Copy exactly the lines from the one containing "of the dirt" through the last line of the records, both included, and nothing more.
■ ■ ■ ■ ■
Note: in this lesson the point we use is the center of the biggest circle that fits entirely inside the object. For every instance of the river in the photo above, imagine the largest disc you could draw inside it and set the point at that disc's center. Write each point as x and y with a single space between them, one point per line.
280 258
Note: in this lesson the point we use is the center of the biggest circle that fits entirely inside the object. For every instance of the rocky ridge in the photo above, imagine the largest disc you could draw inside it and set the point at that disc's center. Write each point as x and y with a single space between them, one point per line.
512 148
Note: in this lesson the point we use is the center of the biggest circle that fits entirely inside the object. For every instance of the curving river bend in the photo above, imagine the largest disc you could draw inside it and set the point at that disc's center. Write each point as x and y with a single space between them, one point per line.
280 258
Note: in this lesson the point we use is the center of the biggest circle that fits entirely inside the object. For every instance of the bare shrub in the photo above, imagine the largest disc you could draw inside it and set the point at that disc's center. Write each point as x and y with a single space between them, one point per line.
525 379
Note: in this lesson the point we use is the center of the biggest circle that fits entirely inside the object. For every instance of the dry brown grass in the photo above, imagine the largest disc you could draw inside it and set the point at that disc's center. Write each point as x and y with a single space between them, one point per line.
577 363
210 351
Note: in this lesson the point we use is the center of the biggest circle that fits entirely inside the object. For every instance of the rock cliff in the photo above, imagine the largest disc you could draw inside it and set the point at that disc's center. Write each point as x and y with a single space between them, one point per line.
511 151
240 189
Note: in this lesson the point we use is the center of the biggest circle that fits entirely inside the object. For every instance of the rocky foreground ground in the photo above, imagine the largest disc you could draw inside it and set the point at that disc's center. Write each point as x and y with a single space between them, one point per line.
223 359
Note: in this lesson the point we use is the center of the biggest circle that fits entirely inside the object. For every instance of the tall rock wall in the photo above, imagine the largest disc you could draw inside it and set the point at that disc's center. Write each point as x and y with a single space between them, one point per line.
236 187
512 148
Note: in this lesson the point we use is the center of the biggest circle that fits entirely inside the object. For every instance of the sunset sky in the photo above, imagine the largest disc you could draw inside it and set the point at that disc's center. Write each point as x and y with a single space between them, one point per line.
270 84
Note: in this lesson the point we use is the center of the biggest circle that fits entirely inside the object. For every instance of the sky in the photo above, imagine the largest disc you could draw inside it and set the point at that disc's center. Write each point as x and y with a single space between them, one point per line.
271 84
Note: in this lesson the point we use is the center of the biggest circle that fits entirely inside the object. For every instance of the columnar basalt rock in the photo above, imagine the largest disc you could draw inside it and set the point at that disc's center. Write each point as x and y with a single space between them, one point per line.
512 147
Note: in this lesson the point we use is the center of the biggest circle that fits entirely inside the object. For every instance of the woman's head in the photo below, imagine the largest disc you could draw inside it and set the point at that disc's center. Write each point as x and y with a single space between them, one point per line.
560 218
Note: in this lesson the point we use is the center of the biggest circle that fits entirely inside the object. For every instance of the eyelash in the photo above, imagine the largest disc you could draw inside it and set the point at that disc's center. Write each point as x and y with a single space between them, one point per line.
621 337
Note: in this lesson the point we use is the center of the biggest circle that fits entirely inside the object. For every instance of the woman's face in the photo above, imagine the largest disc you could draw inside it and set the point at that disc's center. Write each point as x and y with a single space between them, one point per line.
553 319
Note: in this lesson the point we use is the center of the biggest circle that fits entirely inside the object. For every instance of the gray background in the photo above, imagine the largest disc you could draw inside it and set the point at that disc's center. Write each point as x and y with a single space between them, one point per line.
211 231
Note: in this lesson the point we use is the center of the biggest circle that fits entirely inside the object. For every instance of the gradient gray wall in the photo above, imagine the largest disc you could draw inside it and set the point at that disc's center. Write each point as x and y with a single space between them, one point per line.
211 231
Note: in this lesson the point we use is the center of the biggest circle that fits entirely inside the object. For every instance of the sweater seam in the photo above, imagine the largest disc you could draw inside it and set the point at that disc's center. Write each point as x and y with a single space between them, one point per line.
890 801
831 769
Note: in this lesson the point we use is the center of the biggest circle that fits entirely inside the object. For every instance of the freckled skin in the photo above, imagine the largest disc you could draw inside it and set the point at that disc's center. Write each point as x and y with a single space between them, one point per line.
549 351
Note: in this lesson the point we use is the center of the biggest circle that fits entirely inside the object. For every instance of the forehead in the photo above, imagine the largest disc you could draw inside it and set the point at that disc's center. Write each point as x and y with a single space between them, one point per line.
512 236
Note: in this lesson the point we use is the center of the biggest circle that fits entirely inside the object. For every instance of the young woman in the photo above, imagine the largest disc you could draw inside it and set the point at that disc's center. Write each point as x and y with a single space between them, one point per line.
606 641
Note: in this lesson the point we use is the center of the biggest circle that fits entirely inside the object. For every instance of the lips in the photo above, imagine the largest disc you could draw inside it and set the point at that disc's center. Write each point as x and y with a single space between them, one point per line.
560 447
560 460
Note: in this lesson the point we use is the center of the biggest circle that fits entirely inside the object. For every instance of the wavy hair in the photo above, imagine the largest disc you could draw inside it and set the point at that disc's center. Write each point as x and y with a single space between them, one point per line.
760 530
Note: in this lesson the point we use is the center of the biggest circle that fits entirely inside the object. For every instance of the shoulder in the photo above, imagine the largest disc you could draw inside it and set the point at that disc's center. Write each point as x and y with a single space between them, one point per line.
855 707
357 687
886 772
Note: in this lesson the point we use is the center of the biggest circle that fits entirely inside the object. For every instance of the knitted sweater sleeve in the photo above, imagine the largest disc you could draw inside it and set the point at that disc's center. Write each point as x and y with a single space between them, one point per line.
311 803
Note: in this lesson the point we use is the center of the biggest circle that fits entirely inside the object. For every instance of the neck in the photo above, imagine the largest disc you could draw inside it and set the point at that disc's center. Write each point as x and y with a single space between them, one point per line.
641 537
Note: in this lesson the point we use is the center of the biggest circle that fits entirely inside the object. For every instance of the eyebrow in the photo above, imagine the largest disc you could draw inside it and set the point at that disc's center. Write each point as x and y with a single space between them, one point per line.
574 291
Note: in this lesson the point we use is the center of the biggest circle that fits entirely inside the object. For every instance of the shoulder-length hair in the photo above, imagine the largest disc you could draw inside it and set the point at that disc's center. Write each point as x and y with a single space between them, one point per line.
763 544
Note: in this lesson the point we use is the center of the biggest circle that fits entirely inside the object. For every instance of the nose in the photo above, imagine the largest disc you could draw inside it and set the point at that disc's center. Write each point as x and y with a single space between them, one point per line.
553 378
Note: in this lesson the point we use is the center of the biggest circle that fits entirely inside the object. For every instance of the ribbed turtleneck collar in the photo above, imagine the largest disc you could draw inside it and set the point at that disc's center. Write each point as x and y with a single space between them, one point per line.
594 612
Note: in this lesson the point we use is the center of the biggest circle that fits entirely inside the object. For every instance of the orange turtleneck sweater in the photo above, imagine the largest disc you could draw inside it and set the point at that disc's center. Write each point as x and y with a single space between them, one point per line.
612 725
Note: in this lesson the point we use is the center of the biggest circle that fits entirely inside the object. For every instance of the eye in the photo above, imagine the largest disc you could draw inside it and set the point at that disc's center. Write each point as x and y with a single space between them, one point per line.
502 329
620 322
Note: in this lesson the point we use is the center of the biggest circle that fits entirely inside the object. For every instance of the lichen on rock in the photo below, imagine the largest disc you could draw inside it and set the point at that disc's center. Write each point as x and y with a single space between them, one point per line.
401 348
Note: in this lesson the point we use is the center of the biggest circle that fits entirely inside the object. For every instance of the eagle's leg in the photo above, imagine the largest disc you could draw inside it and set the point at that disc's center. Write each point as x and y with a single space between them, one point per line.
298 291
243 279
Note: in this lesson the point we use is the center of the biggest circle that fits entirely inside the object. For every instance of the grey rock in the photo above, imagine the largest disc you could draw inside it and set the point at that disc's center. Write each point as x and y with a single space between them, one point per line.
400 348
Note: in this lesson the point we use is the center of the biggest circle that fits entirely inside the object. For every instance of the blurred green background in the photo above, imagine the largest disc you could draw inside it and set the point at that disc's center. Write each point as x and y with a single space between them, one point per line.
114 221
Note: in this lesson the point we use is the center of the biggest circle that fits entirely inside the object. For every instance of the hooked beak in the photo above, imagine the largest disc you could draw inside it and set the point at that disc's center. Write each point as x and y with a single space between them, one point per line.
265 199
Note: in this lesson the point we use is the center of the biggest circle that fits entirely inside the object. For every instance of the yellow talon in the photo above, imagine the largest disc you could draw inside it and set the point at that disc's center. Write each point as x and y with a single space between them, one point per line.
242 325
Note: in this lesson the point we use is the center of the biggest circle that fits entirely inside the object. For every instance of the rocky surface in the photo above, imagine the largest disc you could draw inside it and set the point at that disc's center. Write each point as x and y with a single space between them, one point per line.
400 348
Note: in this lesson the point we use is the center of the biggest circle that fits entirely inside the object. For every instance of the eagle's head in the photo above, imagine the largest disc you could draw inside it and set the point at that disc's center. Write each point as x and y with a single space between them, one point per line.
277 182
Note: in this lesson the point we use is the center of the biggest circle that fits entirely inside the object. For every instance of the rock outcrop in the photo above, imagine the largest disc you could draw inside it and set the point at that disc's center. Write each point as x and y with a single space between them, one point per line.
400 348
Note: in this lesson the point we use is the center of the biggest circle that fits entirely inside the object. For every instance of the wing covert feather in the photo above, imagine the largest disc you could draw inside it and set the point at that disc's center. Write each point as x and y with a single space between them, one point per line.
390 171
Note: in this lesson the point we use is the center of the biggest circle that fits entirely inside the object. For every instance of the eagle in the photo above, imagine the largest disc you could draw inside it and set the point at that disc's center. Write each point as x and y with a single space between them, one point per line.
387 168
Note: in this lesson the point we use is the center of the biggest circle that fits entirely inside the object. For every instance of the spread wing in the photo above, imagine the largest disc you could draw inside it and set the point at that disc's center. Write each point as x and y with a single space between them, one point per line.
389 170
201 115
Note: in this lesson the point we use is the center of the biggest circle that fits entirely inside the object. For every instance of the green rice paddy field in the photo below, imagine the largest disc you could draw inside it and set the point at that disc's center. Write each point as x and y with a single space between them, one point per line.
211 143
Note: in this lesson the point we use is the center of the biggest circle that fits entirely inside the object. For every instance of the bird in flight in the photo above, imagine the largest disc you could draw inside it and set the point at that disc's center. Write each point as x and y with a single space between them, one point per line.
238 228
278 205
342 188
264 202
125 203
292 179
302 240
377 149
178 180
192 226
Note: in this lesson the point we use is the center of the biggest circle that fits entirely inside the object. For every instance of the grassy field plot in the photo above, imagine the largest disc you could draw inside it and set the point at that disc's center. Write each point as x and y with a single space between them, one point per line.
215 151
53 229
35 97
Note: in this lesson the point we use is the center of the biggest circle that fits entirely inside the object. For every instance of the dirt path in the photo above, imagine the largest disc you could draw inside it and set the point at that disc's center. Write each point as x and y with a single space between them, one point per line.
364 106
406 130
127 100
■ ■ ■ ■ ■
#### WRITTEN RESPONSE
Note: in this lesson the point we use is the center of the biggest circle that fits entirely inside the object. For every instance of the dirt path in the photo above, imagine the largest disc you could draw inside it and set the point at that disc's center. Write each point as x and y with a single space between them, one point per line.
364 106
406 130
127 100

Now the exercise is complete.